▸ **EXERCISE TASK 1**: In the entries below, copy out the lines from the one containing "wanted | a marker on every instance of the yellow pole" up to and including the one containing "<point>634,118</point>", unchanged.

▸ **EXTRACT TO READ**:
========

In Memoriam




Mead Batchelor died in the morning of Friday, August 24, just one day before he was to be honored at the Opening Ceremony of the 2001 North American’s. The Mid-Connecticut Fleet was to present the Star Class with the Mead Batchelor Trophy which is to be presented to the winning crew of the series.

Mead was one of the founding members of the Mid-Connecticut fleet. He was also active in the Star Class by being a member of various Class committees, including the Governing Committee (today called the I.G.C.). His service to the Class culminated with being Rear Commodore for the years 1994-1998.

Mead was well known throughout the Class beginning in the 1950’s. His fame was enhanced by a photo which appeared in the 1960 Log in which Mead is shown with his boat Kismet, Star # 3340, after winning the Bedford Pitcher in 1959. A slight problem with a port tacker perhaps?


Below is another photo which appeared in the 1962 Log of Mead after winning the Ned Hay Memorial Trophy in 1961 with his boat Aquarius, # 4340. Doris Hay is presenting Mead with the take-home trophy.



Ode to Mead

By Chris Batchelor


My father was a sailor all his life.

His mother was a mermaid

   his father was king Neptune.

========

▸ **RECORDS PROVIDED**:
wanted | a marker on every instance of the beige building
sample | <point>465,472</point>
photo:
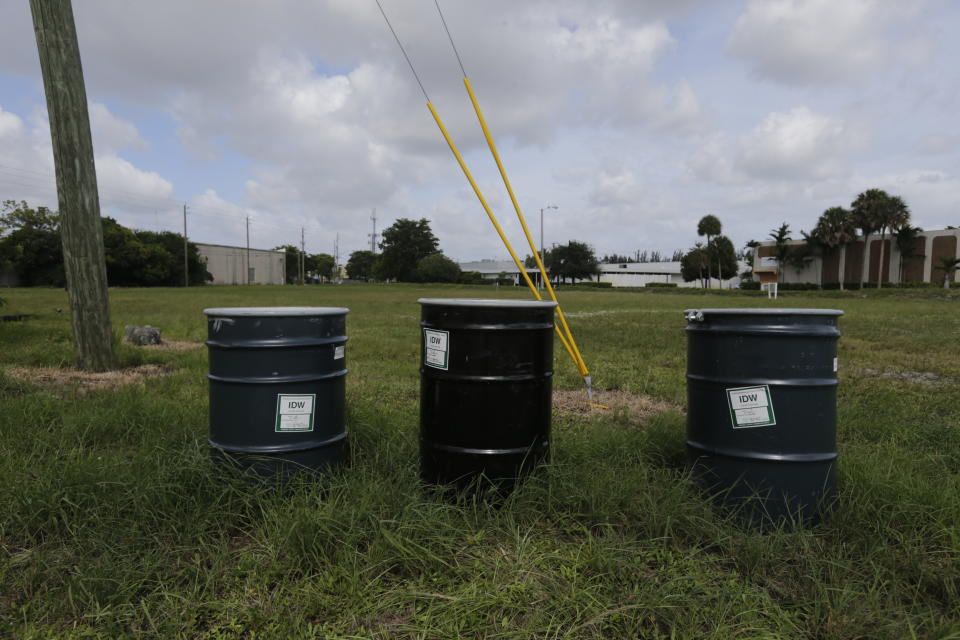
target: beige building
<point>848,261</point>
<point>228,265</point>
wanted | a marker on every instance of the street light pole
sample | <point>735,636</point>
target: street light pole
<point>543,256</point>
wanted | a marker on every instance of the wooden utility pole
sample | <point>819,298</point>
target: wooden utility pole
<point>248,250</point>
<point>80,227</point>
<point>186,268</point>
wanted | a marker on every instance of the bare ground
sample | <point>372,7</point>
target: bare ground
<point>574,402</point>
<point>55,377</point>
<point>174,345</point>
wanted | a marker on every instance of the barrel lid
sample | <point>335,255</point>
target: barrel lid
<point>766,312</point>
<point>488,302</point>
<point>276,311</point>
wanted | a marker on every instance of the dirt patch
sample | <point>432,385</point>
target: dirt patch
<point>639,406</point>
<point>86,380</point>
<point>173,345</point>
<point>917,377</point>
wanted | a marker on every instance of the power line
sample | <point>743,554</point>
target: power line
<point>397,38</point>
<point>450,37</point>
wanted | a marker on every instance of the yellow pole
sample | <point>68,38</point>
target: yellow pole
<point>496,225</point>
<point>581,365</point>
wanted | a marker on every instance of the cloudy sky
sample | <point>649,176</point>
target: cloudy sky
<point>634,118</point>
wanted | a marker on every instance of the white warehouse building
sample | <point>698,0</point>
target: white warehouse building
<point>228,264</point>
<point>623,274</point>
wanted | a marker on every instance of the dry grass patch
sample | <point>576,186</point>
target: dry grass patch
<point>638,405</point>
<point>55,377</point>
<point>173,345</point>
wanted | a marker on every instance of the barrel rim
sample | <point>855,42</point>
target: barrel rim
<point>487,302</point>
<point>276,311</point>
<point>767,312</point>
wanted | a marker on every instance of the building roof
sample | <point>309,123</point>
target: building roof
<point>656,268</point>
<point>227,246</point>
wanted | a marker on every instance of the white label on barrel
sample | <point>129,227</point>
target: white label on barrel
<point>437,348</point>
<point>294,412</point>
<point>750,407</point>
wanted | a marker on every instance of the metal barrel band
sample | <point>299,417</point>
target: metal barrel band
<point>759,455</point>
<point>280,343</point>
<point>438,374</point>
<point>825,332</point>
<point>299,446</point>
<point>526,326</point>
<point>490,452</point>
<point>771,382</point>
<point>278,379</point>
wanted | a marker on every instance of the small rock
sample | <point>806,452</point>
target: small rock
<point>141,336</point>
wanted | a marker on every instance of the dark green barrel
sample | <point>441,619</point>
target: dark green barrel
<point>277,381</point>
<point>485,388</point>
<point>762,410</point>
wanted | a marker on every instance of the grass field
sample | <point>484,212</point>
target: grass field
<point>113,522</point>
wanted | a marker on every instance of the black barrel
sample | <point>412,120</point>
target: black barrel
<point>762,410</point>
<point>277,382</point>
<point>485,388</point>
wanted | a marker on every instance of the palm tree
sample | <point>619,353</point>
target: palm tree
<point>781,236</point>
<point>815,247</point>
<point>869,210</point>
<point>894,216</point>
<point>702,261</point>
<point>906,238</point>
<point>749,251</point>
<point>709,226</point>
<point>948,266</point>
<point>835,228</point>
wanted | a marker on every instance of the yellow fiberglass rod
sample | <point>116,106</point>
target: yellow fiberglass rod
<point>581,365</point>
<point>496,225</point>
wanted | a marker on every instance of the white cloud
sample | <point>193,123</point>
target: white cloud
<point>111,133</point>
<point>617,187</point>
<point>118,176</point>
<point>798,144</point>
<point>811,41</point>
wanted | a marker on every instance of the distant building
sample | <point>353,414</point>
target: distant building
<point>228,265</point>
<point>847,261</point>
<point>492,269</point>
<point>619,274</point>
<point>639,274</point>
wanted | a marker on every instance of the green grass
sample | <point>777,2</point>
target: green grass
<point>113,522</point>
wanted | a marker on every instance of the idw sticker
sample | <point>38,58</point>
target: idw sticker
<point>437,348</point>
<point>751,407</point>
<point>295,412</point>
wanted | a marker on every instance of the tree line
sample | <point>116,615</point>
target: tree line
<point>30,247</point>
<point>872,212</point>
<point>409,252</point>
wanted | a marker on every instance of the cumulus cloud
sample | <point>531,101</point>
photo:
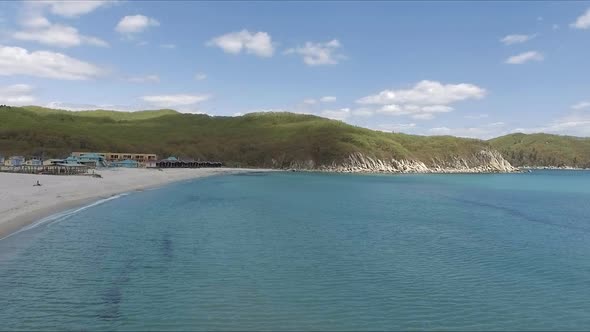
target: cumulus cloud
<point>582,22</point>
<point>19,61</point>
<point>415,111</point>
<point>325,99</point>
<point>57,35</point>
<point>316,54</point>
<point>70,8</point>
<point>426,93</point>
<point>581,105</point>
<point>485,131</point>
<point>328,99</point>
<point>133,24</point>
<point>16,94</point>
<point>90,107</point>
<point>340,114</point>
<point>144,79</point>
<point>424,100</point>
<point>476,116</point>
<point>174,100</point>
<point>37,28</point>
<point>516,39</point>
<point>524,58</point>
<point>395,127</point>
<point>257,43</point>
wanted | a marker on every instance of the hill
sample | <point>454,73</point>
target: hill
<point>544,150</point>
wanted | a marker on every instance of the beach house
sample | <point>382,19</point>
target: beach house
<point>127,163</point>
<point>34,162</point>
<point>15,161</point>
<point>89,159</point>
<point>143,159</point>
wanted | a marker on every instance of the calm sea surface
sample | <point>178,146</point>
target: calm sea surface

========

▸ **EXERCISE TASK 2**: Translate this sentence from the memorial text into Spanish: "Mead was one of the founding members of the Mid-Connecticut fleet."

▸ **CORRECT RESPONSE 1**:
wanted | a marker on every instance of the yellow pole
sample | <point>68,38</point>
target: yellow pole
<point>496,225</point>
<point>581,365</point>
wanted | a marker on every instance of the cloudy sky
sample | <point>649,176</point>
target: cloudy sky
<point>634,118</point>

▸ **CORRECT RESPONSE 2**: Mead fue uno de los miembros fundadores de la flota de Mid-Connecticut.